**WHAT TO DO**
According to the article on nerves trapped in scar tissue, how long after surgery or trauma can nerve entrapment occur?

TEXT SECTION: Begin

Nerve Trapped in Scar Tissue: Causes, Treatment, and Care

Amy20MD 1

Medical reviewed by Amy Rogers, MD MPH FACPM

Preventive Medicine, Public Health, Lifestyle Medicine, Pandemic Response, Global Health

Painful scarring due to nerve entrapment is common but often underdiagnosed because it is so difficult to associate. Nerve entrapment in scar tissue is a complex medical condition when nerves become trapped or compressed in fibrous tissue during the healing process. This process can occur weeks or months after surgery or trauma. Generally, when it occurs, it generates neuropathic pain characterized by burning, tingling, sensation of needles and pins, hyperalgesia, and electric shocks, among others. 

In this article, we will address the most important aspects of nerve entrapment, exploring the mechanisms, symptoms, risks, causes, and different treatments.

What is a nerve trapped in scar tissue?

TEXT SECTION: End
RECORDS: Begin

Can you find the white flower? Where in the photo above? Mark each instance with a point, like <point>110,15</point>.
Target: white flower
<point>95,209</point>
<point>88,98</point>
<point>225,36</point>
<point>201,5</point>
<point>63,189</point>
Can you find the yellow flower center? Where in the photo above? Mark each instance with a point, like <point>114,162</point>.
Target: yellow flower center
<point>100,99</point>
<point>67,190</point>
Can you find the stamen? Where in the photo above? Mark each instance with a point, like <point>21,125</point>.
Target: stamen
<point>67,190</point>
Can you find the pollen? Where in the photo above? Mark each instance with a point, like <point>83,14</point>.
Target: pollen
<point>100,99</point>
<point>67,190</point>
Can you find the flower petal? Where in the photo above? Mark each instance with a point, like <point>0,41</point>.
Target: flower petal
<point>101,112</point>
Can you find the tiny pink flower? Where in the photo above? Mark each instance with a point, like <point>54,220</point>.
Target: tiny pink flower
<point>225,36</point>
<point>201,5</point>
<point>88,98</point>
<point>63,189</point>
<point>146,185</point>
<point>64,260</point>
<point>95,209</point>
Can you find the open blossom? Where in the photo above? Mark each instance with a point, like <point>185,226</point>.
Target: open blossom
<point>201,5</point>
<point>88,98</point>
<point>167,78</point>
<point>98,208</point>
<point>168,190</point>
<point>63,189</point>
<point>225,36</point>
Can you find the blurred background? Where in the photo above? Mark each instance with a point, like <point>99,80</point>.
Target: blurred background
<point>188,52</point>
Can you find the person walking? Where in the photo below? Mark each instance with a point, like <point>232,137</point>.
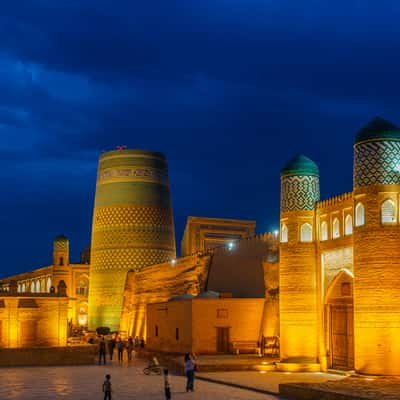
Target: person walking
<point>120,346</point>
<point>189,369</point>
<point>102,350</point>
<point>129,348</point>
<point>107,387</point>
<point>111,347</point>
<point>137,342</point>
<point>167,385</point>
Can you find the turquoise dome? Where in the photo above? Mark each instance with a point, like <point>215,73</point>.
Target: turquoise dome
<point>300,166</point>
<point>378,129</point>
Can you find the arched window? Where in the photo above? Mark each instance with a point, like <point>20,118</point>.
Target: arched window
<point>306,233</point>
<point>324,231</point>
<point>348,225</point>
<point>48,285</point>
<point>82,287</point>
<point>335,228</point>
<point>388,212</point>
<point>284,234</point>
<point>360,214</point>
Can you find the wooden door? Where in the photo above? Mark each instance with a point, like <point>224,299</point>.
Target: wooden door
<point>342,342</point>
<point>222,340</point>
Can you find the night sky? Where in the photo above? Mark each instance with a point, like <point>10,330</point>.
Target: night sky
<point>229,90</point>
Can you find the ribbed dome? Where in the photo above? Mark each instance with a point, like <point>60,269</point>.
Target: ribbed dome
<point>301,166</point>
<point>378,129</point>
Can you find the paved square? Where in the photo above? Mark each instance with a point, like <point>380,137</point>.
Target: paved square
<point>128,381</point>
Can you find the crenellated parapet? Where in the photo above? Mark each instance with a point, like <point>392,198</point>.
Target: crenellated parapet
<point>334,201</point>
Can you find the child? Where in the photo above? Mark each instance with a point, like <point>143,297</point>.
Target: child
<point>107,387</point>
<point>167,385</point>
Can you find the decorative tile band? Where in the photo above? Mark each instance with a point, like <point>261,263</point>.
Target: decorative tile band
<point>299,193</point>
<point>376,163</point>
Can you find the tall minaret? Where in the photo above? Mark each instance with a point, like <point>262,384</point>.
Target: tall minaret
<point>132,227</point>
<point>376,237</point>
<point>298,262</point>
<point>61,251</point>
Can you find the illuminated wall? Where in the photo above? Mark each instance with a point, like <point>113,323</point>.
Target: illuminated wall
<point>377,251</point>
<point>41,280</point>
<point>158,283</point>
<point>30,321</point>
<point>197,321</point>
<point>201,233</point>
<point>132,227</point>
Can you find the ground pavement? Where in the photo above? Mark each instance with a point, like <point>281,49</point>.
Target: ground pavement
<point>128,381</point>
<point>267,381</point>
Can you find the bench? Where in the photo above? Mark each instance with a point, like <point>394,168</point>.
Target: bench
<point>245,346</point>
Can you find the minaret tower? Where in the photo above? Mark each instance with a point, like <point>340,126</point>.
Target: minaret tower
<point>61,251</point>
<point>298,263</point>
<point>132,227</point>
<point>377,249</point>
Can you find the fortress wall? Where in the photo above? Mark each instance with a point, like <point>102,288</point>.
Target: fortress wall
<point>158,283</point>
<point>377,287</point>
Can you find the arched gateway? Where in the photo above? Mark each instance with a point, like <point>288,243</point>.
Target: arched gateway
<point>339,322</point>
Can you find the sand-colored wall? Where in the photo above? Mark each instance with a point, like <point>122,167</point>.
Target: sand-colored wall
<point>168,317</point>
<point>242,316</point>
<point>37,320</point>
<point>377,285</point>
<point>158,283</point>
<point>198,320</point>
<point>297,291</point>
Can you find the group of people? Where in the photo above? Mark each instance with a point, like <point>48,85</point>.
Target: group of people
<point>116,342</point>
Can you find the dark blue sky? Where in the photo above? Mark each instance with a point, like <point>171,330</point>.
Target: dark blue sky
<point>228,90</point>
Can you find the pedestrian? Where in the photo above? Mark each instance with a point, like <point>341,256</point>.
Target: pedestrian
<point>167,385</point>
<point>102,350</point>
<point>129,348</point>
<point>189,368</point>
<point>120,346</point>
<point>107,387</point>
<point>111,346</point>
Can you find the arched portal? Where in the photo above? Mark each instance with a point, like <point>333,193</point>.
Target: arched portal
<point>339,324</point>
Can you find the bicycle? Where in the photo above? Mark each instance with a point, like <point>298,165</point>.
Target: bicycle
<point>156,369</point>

RECORDS: End
RECORDS: Begin

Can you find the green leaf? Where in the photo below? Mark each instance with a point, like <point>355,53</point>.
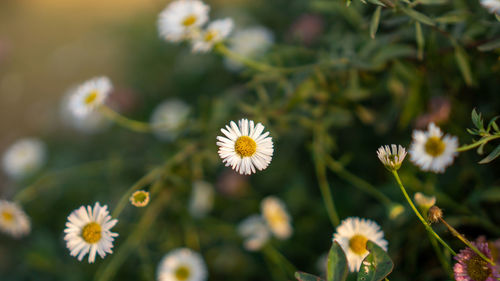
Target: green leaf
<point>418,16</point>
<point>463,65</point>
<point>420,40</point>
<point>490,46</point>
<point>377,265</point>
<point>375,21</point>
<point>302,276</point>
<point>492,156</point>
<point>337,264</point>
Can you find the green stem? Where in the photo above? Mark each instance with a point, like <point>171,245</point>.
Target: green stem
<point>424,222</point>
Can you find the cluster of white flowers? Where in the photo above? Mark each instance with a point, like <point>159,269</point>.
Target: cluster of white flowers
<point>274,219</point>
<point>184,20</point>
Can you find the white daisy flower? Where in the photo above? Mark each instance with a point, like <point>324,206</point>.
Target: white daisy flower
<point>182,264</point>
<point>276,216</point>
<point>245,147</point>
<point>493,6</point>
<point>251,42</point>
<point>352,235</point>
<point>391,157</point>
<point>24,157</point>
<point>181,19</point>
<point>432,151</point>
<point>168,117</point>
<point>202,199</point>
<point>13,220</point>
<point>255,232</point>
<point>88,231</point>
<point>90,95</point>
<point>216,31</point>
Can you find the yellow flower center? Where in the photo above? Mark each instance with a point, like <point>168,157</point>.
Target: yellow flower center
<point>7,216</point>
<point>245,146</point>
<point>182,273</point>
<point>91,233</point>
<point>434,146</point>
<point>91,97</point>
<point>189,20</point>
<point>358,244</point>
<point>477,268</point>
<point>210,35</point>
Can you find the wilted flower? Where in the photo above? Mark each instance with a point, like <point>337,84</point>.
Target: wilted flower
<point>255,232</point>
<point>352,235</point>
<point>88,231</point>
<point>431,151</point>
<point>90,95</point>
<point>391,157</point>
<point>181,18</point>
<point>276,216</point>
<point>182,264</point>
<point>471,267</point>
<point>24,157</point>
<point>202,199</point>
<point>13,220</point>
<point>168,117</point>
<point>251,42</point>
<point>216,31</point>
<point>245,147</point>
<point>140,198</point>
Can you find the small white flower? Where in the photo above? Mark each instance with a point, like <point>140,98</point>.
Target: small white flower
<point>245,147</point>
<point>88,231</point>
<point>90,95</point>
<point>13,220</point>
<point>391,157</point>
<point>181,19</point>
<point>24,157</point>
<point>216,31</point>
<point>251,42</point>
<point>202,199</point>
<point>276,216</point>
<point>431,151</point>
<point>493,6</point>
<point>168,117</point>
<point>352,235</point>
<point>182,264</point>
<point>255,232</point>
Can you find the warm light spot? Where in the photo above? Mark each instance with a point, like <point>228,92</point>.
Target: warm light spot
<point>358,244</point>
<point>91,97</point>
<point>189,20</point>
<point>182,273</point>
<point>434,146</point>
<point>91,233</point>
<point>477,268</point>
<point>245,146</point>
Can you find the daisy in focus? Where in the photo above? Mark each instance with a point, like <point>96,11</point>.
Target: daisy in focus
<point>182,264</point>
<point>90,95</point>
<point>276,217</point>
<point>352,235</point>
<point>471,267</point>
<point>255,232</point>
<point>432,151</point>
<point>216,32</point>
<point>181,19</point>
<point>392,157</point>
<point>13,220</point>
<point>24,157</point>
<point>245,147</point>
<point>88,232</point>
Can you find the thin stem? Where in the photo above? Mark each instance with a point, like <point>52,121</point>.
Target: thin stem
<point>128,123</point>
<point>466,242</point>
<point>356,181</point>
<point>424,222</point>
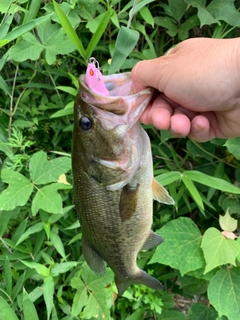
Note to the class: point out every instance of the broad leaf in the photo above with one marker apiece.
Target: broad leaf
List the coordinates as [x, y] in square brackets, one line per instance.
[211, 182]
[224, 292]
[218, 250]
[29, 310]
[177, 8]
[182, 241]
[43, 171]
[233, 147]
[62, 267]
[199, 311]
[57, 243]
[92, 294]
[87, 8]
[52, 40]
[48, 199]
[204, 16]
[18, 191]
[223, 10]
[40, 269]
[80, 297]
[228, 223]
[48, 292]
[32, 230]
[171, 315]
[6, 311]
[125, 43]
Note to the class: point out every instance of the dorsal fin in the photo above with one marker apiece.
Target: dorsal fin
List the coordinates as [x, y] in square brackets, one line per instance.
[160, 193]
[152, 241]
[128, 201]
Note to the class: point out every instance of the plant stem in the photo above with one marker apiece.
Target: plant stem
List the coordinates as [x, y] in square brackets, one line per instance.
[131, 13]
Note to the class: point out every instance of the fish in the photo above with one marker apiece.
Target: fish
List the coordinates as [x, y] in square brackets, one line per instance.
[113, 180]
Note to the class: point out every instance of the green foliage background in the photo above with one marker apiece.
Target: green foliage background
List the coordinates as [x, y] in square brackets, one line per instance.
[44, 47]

RECORDS: End

**ANSWER BELOW**
It can occur weeks or months after surgery or trauma.